文書抜粋
☆ ☆ ☆ ☆ ☆ ☆ ☆

この映画を好きだと言うと、割とみなが納得する。
が、この映画を宮崎映画の上位に挙げると賛同を得られない事が多い。

一般的に宮崎映画は「愛と夢と希望」の作品だと思われがちだから。
そういった人は決まって、耳を澄ませば、や、トトロ、ラピュタ、紅の豚、等を
好きな作品として挙げるのだ。(別に私も嫌いではないが

この作品には、古の神々の領域を土足で汚した現代人への怒りと失望が込められている。
豚になった両親と、神々に奉仕させられる人型の、欲深い登場人物たち。
名前の無い少女は、湯屋の中で様々な事を教わり、空っぽの生き物と共に湯屋を出る。
多くを学んだ少女は、現代へ帰ることになるが、その瞳には確かに光が宿っていた。

「千」と呼ばれる少女は礼儀知らずで世間知らずだが、
優しい心を持った、強い少女だ。金をばら撒く空っぽの生き物は彼女のその姿勢に魅かれる。

☆ ☆ ☆ ☆ ☆ ☆ ☆

データブロック
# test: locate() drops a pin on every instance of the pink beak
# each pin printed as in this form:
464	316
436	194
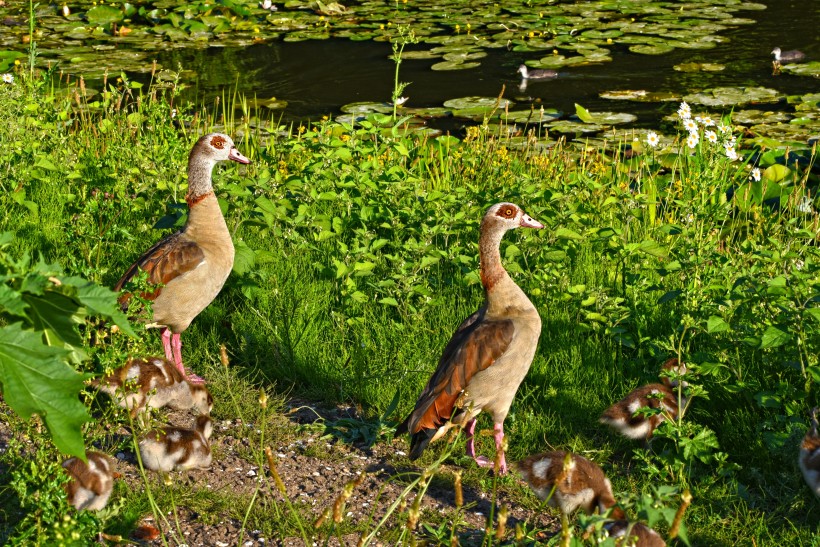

☆ ☆ ☆ ☆ ☆ ☆ ☆

課題の目的
文書抜粋の「この作品には、古の神々の領域を土足で汚した現代人への怒りと失望が込められている。」から「は彼女のその姿勢に魅かれる。」まで（その語句も含めて）を、一字一句違えずに打ち直してもらえますか？ 一覧はここでは使いません。

作業結果
この作品には、古の神々の領域を土足で汚した現代人への怒りと失望が込められている。
豚になった両親と、神々に奉仕させられる人型の、欲深い登場人物たち。
名前の無い少女は、湯屋の中で様々な事を教わり、空っぽの生き物と共に湯屋を出る。
多くを学んだ少女は、現代へ帰ることになるが、その瞳には確かに光が宿っていた。

「千」と呼ばれる少女は礼儀知らずで世間知らずだが、
優しい心を持った、強い少女だ。金をばら撒く空っぽの生き物は彼女のその姿勢に魅かれる。